• **WORK TO COMPLETE**:
(a) Reproduce the passage on soy from "Fallon contends that" up to and including "cannot be confirmed.".
(b) Answer these questions using the passage on soy:
(i) According to Dieterich, which two functions does soy improve?
(ii) What share of soybean production goes into making soy oil, according to Sally Fallon?
(iii) What Japanese soybean paste is given as an example of a fermented soy product?
(c) Resume the passage on soy after its final sentence and write what comes next.

::: DOCUMENT PASSAGE

The review cites the work of researchers who looked at the results of studies of humans and animals, finding that people lost the same amount of weight as those on a diet of beef or pork at the same caloric intake. "Besides," continues Dieterich, "soy improves both cognitive and immune functions."


But not all experts agree on soy's all-around benefits. According to the Weston A. Price Foundation spokesperson, Sally Fallon, "The reason soy is being promoted in this country is that 80 percent of soybean production goes into making soy oil." She adds, "The remainder is manipulated into soy protein isolates, so, basically, the real push for soy foods is to make a profit on soy waste products from soy oil manufacturing."

Fallon contends that Asians eat far less soy than Westerners do, and the soy products they eat are often fermented, as in the Japanese soybean paste known as miso. Further, she believes that the purported anticarcinogenic properties of soy cannot be confirmed.

::::::
::: RECORD EXTRACTS

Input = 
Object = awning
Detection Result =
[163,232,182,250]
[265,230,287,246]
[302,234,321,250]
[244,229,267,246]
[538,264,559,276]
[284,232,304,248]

::::::

• **EXPECTED RESULTS**:
(a)
Fallon contends that Asians eat far less soy than Westerners do, and the soy products they eat are often fermented, as in the Japanese soybean paste known as miso. Further, she believes that the purported anticarcinogenic properties of soy cannot be confirmed.

(b)
(i) Cognitive and immune functions.
(ii) 80 percent.
(iii) Miso.

(c)
As for the breast cancer and soy controversy, a 2006 review of 14 years of studies in the Journal of the National Cancer Institute concludes that some studies indicate soy intake may be associated with a small reduction in breast cancer risk but that some data suggests it may also have potentially risk-enhancing effects. The bottom line is that more research needs to be conducted and that, until more conclusive evidence is found, an excess consumption of soy is not recommended.


Soy consumption in moderation — as with most foods — is a healthy approach to a balanced diet. Here are three recipes to get you started.


Bean and "Meat" Burritos
Serves 4 to 6

Serve this with a large mixed-greens salad garnished with avocados and taco chips.

1 (12-ounce) package taco-seasoned ground soy "meat"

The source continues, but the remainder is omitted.